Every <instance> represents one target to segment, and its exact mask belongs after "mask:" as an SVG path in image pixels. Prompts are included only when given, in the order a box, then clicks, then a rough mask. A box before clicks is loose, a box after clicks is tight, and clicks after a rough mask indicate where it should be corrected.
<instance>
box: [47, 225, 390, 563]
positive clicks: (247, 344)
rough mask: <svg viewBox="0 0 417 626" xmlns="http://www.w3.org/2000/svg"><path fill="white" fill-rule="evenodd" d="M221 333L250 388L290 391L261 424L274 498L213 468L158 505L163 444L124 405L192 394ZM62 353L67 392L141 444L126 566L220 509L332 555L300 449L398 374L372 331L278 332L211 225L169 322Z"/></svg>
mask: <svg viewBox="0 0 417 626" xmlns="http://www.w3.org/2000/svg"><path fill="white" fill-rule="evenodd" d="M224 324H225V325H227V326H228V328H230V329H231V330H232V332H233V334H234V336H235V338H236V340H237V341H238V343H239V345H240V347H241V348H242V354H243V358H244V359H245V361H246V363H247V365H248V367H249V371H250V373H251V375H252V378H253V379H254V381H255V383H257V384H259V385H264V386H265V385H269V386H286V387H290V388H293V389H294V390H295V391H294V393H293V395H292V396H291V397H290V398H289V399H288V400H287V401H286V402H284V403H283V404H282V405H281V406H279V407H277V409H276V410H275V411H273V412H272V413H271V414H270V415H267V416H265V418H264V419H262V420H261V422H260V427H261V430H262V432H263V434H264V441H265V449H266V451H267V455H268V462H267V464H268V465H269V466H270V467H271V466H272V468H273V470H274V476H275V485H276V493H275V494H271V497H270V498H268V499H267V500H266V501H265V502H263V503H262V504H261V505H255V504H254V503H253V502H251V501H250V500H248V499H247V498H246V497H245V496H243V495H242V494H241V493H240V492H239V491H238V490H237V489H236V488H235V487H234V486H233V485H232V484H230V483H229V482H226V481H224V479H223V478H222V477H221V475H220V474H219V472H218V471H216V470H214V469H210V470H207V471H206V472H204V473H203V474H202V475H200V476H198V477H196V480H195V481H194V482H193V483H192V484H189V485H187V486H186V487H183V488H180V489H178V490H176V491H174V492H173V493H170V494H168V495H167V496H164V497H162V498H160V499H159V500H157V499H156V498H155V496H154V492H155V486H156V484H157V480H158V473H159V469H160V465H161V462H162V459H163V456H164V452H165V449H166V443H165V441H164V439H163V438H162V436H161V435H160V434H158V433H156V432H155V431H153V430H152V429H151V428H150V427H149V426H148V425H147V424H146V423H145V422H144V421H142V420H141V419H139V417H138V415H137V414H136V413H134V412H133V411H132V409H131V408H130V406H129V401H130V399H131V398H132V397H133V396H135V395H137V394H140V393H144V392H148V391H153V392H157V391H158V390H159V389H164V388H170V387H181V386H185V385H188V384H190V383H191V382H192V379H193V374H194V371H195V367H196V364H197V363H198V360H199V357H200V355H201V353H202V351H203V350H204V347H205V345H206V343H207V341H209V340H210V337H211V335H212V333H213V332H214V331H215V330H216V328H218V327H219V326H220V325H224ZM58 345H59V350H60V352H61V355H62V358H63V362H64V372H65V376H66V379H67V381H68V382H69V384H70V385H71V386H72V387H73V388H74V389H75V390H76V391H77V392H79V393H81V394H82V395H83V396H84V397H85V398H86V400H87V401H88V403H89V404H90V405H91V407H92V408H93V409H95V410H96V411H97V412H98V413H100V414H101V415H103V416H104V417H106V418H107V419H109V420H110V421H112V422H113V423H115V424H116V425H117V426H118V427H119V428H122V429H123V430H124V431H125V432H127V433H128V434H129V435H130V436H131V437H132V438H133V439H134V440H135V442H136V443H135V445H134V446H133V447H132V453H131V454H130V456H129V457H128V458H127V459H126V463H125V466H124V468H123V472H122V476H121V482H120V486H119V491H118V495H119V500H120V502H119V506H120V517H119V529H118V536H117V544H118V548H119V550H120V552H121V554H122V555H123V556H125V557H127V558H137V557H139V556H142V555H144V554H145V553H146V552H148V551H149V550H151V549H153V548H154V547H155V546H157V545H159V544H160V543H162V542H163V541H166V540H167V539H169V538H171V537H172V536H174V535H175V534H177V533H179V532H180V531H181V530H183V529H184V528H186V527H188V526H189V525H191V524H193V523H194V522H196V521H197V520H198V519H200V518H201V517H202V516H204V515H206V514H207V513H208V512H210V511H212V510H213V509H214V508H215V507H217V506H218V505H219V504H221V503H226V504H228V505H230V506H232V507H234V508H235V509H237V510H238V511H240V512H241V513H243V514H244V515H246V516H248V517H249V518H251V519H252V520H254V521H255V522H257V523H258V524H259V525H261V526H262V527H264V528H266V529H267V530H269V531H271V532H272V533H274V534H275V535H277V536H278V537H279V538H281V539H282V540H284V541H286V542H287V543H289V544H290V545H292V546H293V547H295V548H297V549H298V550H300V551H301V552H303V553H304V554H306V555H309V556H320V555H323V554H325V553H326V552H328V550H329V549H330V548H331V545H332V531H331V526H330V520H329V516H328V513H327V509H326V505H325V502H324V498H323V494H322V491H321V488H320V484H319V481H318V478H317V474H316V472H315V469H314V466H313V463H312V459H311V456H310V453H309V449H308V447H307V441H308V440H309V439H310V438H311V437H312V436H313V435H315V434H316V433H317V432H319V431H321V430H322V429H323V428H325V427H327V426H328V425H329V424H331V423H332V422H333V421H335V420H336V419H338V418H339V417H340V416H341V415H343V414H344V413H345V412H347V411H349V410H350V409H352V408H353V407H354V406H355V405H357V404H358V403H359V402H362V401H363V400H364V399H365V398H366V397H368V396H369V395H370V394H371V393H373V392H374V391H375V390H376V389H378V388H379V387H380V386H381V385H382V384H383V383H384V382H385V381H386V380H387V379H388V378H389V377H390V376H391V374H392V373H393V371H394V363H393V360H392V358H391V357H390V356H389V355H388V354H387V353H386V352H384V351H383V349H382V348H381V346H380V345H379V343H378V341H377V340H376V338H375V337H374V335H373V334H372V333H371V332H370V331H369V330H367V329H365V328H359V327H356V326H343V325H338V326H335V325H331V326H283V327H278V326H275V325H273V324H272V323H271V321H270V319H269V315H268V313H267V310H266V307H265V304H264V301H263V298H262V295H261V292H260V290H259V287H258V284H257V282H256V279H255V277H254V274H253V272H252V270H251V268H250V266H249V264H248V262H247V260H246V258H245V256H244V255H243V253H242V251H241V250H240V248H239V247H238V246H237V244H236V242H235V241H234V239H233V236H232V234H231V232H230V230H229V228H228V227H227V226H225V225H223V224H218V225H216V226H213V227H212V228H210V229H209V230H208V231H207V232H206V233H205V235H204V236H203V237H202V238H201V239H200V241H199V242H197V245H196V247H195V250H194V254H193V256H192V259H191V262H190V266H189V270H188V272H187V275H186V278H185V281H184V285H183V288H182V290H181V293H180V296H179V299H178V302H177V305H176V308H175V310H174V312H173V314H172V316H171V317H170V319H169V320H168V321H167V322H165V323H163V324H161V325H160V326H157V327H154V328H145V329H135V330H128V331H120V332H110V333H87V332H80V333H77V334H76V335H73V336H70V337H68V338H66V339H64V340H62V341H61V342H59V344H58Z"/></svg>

_WHAT IS NEEDED_
Show each line in the data where the string "instance" appears.

_OUTPUT FOR THIS EXERCISE_
Every <instance> represents one target to segment, and its exact mask belongs after "mask:" as an SVG path in image pixels. Prompts are included only when given, in the order a box, then clicks, then a rough mask. A box before clicks is loose, a box after clicks is tight, and clicks after a rough mask indicate where it should be corrected.
<instance>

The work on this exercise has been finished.